═══ SELECTED TEXT ═══
Friday, February 22, 2013

The Machiavellians: Defenders of Freedom by James Burnham


James Burnham's The Machiavellians: Defenders of Freedom (1943, 305 p.) came into my possession in 2001 upon purchase from Great Expectations Bookstore in Evanston, Illinois. It languished--or should I say waited for me--on my shelves until last summer, when it made the cut to India. It proved its merit, and I can only regret the wait. 

Burnham, better known for his The Managerial Revolution and then later as a writer at William F. Buckley's National Review, writes at a midway point in his odyssey from Trotskyite to Buckleyite. In this work, Burnham, starts by dismissing the claims of Dante's De Monarchia as anything other than at attempt to cover a naked political agenda. After dismissing Dante, he moves into a discussion of Dante’s fellow Florentine, political realist, Niccolo Machiavelli. Burnham argues that only by knowing politics as it's actually practiced, and not how we might wish it practiced, can we obtain and hold a measure of freedom.
═══
Update the passage of the post on The Machiavellians that opens with the words "Burnham, better known" and closes with "measure of freedom.", changing "political realist" to "political thinker".
═══ RECORD EXCERPTS ═══
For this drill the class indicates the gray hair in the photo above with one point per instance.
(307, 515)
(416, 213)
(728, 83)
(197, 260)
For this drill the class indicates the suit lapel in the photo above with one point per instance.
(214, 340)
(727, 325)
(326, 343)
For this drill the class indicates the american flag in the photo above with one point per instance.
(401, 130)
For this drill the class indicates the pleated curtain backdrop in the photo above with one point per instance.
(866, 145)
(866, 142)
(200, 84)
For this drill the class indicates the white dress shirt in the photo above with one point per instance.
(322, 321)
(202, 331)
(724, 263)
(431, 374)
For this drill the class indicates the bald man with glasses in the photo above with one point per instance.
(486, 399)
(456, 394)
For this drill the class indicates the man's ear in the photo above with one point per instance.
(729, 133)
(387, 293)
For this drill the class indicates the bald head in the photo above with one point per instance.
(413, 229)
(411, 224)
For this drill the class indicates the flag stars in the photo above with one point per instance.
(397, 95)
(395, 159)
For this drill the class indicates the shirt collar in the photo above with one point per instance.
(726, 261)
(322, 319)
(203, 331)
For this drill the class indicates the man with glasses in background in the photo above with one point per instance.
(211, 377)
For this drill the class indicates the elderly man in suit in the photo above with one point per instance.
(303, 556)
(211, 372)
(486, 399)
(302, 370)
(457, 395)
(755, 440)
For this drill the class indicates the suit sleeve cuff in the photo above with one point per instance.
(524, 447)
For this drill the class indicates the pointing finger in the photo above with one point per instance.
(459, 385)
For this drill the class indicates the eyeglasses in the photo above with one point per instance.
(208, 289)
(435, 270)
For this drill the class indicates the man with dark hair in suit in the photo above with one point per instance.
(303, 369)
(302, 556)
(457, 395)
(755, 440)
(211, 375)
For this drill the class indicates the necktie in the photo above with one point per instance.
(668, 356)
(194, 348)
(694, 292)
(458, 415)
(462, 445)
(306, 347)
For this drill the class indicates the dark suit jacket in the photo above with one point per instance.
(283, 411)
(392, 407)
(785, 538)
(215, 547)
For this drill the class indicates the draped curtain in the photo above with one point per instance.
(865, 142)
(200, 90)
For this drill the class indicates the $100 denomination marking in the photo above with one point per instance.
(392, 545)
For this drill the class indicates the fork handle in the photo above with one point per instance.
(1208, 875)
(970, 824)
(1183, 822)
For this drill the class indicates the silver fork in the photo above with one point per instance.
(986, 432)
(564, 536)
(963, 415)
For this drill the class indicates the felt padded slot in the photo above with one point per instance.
═══
**OUTPUT BELOW:**
Burnham, better known for his The Managerial Revolution and then later as a writer at William F. Buckley's National Review, writes at a midway point in his odyssey from Trotskyite to Buckleyite. In this work, Burnham, starts by dismissing the claims of Dante's De Monarchia as anything other than at attempt to cover a naked political agenda. After dismissing Dante, he moves into a discussion of Dante’s fellow Florentine, political thinker, Niccolo Machiavelli. Burnham argues that only by knowing politics as it's actually practiced, and not how we might wish it practiced, can we obtain and hold a measure of freedom.